◆ **Given text**

____

JuliaCon 2026

BayesInteractomics.jl: When One Bayes Factor Isn't Enough
2026-08-13 , Room 4

Identifying genuine protein-protein interactions from mass spectrometry data requires disentangling real biology from experimental noise. BayesInteractomics.jl tackles this by fitting three complementary Bayesian models (detection, enrichment, and dose-response) and combining their evidence through copula mixture models. Built on RxInfer.jl and Copulas.jl, it leverages Julia's type system, multiple dispatch, and threading to analyze thousands of proteins in minutes.


Mass spectrometry-based interactomics experiments produce lists of hundreds to thousands of candidate protein-protein interactions, but a large fraction of these are non-specific contaminants or experimental artifacts. Existing tools typically apply a single statistical test and threshold -- a t-test on fold changes, or a simple scoring scheme -- discarding the rich multi-dimensional structure of the data. A protein might be modestly enriched but detected with striking consistency, or show a clear dose-response trend that a fold-change filter would miss entirely.

BayesInteractomics.jl takes a different approach. For each candidate interaction, the package computes Bayes factors from three independent statistical models that each capture a distinct aspect of the data:

  1. A Beta-Bernoulli model that evaluates whether a protein is detected more consistently in bait samples than in controls.
  2. A hierarchical Bayesian model (via RxInfer.jl) that estimates quantitative enrichment (log2 fold change) while sharing information across experimental protocols.
  3. A Bayesian linear regression that tests for dose-response correlation between prey and bait abundance.

Rather than multiplying these Bayes factors under a naive independence assumption, the package uses Copulas.jl to model the dependency structure between evidence sources. This matters because enrichment and detection evidence are positively correlated under both hypotheses -- a genuinely enriched protein is also more likely to be consistently detected -- so treating them as independent inflates the combined evidence and drives up false discovery rates. An EM algorithm fits a two-component copula mixture (H0 vs. H1) that accounts for this correlation, selecting among Clayton, Frank, Gumbel, Gaussian, and Joe copula families via model comparison. The result is a joint Bayes factor and calibrated posterior probability for every protein that properly reflects the shared information content across evidence types.

This talk will cover the statistical design choices, how the Julia ecosystem made them practical, and lessons learned building a research-grade Bayesian analysis package. Specific topics include:

  • How RxInfer.jl's reactive message-passing enables fast variational inference for the hierarchical enrichment model, and why this matters when you need to fit the same model thousands of times.
  • Using Copulas.jl for method-of-moments fitting of Archimedean copulas, and how multiple dispatch made it straightforward to support six copula families through a single interface.

____

◆ **Information supplied**
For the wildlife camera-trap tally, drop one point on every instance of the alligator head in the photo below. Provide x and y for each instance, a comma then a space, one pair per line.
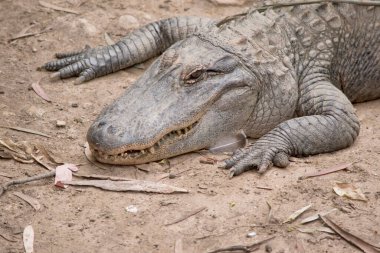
189, 97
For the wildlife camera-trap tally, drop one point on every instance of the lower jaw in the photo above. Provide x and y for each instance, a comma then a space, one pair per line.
126, 161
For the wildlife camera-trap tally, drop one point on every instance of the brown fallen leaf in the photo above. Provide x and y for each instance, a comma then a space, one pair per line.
349, 191
297, 213
49, 154
31, 201
39, 91
2, 174
354, 240
131, 185
28, 239
184, 217
327, 171
57, 8
26, 130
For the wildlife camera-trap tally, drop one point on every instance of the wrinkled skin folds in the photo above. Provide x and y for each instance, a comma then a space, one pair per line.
286, 77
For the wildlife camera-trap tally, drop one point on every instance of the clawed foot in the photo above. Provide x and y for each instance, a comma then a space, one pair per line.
87, 64
260, 157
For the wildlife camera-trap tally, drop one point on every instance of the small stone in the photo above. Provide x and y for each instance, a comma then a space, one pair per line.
60, 123
128, 22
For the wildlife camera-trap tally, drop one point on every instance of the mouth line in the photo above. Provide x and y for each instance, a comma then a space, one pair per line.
138, 153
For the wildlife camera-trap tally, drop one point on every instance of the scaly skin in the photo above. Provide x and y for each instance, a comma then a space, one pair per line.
286, 76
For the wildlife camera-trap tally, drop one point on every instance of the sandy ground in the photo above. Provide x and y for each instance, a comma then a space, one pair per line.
93, 220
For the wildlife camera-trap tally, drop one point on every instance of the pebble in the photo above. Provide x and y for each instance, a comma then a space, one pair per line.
128, 22
60, 123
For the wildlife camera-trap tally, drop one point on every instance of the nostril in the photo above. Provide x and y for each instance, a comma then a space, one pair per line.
101, 123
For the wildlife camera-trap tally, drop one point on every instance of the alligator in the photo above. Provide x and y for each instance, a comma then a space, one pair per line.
285, 75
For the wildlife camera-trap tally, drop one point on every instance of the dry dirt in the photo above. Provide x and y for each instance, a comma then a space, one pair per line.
93, 220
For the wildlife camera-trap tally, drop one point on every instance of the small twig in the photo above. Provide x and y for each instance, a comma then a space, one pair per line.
175, 175
264, 188
246, 249
327, 171
5, 186
186, 216
26, 130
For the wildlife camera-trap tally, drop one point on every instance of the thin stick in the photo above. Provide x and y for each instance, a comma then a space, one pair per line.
246, 249
5, 186
186, 216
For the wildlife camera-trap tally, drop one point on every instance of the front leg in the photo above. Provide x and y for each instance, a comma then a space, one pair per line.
141, 45
329, 123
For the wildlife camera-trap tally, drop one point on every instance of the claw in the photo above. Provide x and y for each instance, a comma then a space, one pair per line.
222, 166
55, 76
79, 80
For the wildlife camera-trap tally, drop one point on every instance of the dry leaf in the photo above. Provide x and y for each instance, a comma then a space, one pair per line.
316, 216
297, 213
28, 239
349, 191
57, 8
229, 143
49, 155
131, 185
31, 201
63, 173
358, 242
39, 91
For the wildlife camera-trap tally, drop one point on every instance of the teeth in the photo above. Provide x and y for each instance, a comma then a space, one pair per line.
152, 150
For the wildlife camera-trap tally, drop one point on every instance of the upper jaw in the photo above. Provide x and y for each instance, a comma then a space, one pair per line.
154, 152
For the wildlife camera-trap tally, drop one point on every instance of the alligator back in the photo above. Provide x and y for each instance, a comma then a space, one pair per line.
344, 39
341, 39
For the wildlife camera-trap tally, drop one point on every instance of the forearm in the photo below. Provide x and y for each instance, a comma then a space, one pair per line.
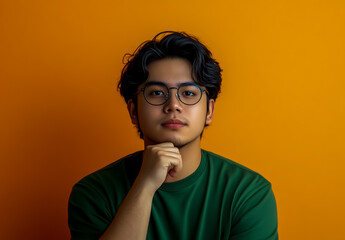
132, 219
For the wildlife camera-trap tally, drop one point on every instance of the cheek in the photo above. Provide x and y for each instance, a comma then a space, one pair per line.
146, 114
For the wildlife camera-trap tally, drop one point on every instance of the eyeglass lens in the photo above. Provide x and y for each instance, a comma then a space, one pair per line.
157, 94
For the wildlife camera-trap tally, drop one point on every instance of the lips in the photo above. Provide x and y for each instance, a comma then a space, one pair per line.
173, 124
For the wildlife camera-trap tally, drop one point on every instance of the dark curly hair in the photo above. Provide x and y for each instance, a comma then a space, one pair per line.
170, 44
205, 70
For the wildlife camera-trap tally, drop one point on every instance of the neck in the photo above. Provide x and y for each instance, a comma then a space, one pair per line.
191, 157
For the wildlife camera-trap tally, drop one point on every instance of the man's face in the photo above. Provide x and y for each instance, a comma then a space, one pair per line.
173, 121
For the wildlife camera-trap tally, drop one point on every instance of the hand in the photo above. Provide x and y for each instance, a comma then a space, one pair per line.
161, 162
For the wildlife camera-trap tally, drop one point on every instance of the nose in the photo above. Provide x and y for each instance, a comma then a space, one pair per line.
173, 104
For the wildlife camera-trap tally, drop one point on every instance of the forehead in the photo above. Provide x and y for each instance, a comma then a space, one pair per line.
171, 71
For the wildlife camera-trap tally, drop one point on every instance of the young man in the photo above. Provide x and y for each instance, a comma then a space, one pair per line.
172, 189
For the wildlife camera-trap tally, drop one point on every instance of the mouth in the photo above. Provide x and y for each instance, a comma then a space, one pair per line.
173, 124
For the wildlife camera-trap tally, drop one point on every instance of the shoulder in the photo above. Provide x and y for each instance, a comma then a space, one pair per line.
234, 175
229, 166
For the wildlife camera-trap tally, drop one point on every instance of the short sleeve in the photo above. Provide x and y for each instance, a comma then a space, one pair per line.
88, 214
256, 216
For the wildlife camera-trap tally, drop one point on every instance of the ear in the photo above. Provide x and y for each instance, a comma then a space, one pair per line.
210, 110
132, 111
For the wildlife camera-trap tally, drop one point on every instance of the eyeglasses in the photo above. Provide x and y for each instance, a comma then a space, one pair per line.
157, 93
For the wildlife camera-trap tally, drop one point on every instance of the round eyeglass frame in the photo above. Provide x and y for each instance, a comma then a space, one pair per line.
177, 92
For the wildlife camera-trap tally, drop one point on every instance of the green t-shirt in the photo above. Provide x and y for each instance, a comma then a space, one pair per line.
220, 200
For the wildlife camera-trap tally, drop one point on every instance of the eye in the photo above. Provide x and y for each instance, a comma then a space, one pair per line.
188, 94
157, 93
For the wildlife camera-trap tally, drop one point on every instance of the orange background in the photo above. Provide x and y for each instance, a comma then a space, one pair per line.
281, 110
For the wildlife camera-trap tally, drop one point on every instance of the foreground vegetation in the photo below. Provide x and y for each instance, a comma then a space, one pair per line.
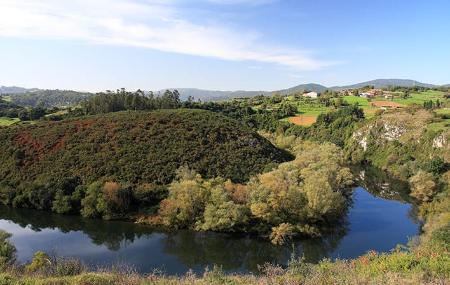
65, 166
299, 197
428, 263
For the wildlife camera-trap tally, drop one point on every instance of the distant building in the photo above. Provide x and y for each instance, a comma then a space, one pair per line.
387, 105
366, 95
311, 95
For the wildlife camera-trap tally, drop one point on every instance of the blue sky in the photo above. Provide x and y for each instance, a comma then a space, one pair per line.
94, 45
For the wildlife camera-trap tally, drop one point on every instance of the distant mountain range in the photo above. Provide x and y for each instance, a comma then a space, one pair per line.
217, 95
382, 83
15, 90
212, 95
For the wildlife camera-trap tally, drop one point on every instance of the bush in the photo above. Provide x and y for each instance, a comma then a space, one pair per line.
7, 250
423, 187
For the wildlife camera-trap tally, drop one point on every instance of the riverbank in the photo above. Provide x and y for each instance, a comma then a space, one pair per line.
422, 265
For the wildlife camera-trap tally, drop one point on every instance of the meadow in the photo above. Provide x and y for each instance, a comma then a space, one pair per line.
8, 121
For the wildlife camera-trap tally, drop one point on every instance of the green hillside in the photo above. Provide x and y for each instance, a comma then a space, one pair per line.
135, 148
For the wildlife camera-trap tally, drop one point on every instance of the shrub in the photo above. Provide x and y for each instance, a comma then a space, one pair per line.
7, 250
423, 187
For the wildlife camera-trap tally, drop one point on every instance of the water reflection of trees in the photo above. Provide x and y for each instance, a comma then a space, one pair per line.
381, 184
194, 249
234, 252
112, 234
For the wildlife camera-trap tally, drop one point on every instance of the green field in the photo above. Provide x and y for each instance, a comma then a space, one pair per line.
419, 98
443, 111
6, 98
8, 121
312, 110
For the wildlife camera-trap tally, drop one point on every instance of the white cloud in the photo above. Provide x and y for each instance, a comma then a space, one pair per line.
247, 2
154, 24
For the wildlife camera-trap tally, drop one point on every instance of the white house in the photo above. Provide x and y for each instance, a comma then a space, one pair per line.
311, 94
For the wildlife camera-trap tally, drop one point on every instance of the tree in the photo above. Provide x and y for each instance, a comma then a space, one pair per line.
221, 213
7, 250
423, 187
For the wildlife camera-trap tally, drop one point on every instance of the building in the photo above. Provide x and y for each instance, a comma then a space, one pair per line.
386, 105
366, 95
311, 95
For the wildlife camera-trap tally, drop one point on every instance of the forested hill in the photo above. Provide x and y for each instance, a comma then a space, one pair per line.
49, 98
133, 147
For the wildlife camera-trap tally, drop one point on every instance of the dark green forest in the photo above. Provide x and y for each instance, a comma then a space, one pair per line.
141, 150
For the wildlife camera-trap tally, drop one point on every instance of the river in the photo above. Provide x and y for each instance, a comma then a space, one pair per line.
380, 217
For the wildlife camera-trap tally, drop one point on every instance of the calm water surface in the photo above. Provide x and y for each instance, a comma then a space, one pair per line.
380, 218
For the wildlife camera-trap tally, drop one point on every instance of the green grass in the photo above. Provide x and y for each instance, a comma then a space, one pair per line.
8, 121
443, 111
362, 102
6, 98
438, 126
419, 98
312, 110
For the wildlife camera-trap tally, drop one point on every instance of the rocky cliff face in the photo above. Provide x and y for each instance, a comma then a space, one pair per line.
397, 138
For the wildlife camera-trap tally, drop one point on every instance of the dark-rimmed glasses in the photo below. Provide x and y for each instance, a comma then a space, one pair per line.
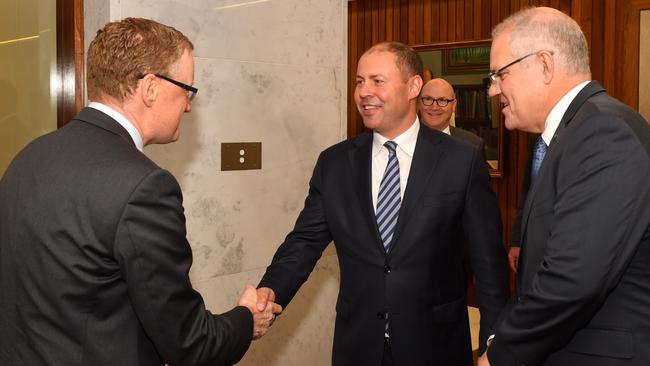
494, 76
191, 91
441, 102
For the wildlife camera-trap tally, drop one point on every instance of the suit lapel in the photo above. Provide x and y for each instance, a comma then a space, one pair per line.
360, 157
587, 92
425, 158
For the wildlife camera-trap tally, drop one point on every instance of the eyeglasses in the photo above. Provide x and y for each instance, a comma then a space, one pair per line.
497, 75
441, 102
191, 91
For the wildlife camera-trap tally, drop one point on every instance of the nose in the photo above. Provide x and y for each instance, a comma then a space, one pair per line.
364, 90
494, 89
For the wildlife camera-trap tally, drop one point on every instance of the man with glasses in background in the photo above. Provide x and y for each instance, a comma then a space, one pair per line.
437, 105
583, 288
93, 254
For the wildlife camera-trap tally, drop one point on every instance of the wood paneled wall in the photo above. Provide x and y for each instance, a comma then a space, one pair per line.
608, 26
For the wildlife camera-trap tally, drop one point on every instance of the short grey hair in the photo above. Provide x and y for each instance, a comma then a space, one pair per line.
535, 29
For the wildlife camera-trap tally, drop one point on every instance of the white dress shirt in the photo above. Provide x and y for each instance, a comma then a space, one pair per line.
405, 148
128, 126
555, 117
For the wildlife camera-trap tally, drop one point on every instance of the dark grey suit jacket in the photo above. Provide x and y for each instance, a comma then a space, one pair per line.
94, 261
584, 269
420, 283
467, 136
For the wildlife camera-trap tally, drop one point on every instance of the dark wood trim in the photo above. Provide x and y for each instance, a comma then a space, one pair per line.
70, 59
625, 85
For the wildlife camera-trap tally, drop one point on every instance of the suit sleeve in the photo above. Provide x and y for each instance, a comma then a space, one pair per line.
482, 226
155, 259
587, 250
296, 257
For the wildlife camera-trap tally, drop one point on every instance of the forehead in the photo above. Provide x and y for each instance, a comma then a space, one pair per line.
434, 88
500, 50
377, 62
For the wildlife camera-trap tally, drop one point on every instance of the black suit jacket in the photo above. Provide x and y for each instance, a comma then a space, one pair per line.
420, 283
469, 137
94, 259
584, 270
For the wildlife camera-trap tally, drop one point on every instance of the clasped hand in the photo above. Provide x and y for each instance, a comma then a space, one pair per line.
263, 315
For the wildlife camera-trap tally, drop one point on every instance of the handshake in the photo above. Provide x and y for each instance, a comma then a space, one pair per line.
261, 303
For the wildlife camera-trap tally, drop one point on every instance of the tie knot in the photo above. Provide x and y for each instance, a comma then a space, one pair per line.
391, 146
540, 146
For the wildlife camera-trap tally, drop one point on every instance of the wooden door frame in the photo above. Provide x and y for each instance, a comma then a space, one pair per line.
623, 35
69, 59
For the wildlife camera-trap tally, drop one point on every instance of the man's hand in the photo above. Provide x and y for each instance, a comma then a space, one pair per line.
264, 295
483, 361
513, 258
264, 318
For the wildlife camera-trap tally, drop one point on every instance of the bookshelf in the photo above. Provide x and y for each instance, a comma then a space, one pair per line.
480, 114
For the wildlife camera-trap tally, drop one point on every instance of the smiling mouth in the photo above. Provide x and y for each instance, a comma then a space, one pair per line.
366, 107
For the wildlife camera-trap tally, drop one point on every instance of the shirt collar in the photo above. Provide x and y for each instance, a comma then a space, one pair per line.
555, 117
123, 121
405, 142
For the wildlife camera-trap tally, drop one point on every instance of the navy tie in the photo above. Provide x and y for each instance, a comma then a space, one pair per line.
389, 198
538, 157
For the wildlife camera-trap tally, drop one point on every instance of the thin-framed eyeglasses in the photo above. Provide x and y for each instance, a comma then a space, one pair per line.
191, 91
441, 102
497, 75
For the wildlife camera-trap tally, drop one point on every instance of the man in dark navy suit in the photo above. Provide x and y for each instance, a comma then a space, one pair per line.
583, 289
402, 292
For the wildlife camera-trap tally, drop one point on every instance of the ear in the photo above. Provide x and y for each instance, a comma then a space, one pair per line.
148, 89
548, 66
415, 86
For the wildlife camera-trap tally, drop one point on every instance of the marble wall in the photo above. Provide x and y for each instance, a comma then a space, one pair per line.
271, 71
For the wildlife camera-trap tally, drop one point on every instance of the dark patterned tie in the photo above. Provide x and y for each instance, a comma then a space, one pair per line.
538, 157
389, 198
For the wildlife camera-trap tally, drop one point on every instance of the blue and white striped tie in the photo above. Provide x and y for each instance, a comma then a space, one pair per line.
389, 198
538, 156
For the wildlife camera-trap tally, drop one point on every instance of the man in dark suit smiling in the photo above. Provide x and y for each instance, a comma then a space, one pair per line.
583, 288
395, 201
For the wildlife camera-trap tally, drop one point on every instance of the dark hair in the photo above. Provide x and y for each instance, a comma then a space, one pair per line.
407, 60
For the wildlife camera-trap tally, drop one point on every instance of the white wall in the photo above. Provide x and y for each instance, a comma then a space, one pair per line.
271, 71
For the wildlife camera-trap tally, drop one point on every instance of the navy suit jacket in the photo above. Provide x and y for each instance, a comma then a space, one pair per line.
420, 283
94, 261
584, 269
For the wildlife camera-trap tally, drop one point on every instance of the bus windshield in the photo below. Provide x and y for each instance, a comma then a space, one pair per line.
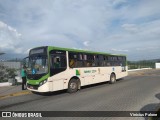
37, 65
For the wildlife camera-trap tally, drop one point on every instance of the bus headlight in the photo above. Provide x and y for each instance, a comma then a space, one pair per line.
43, 82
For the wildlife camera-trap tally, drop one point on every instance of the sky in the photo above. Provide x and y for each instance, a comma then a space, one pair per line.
130, 27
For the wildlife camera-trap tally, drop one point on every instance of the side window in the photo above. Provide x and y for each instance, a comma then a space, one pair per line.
58, 61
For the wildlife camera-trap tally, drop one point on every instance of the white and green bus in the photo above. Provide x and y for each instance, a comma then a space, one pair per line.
52, 68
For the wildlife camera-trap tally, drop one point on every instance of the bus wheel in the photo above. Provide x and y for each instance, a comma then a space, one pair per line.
73, 86
112, 78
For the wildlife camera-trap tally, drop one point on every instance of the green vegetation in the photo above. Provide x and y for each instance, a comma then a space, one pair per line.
141, 64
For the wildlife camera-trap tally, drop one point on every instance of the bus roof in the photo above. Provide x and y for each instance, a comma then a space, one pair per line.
79, 50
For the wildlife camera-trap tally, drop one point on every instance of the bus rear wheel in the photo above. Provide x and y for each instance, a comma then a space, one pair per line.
112, 79
73, 86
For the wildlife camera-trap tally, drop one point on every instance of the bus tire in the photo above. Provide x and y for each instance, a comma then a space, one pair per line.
112, 78
73, 86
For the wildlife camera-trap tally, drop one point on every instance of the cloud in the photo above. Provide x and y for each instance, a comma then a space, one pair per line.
86, 43
9, 39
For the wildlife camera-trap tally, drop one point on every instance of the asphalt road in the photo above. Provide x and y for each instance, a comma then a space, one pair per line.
140, 91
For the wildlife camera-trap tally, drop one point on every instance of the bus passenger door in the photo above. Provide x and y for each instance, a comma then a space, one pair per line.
58, 64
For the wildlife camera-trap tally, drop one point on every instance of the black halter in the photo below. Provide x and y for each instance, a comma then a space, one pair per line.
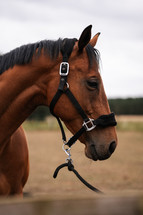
88, 123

____

◆ **Exercises to complete**
a) In the BayesInteractomics.jl description, what does the Beta-Bernoulli model evaluate?
b) Please retype everything in the BayesInteractomics.jl description from "1. A Beta-Bernoulli" down to "and bait abundance.".

◆ **Task results**
a) Whether a protein is detected more consistently in bait samples than in controls.

b)
1. A Beta-Bernoulli model that evaluates whether a protein is detected more consistently in bait samples than in controls.
  2. A hierarchical Bayesian model (via RxInfer.jl) that estimates quantitative enrichment (log2 fold change) while sharing information across experimental protocols.
  3. A Bayesian linear regression that tests for dose-response correlation between prey and bait abundance.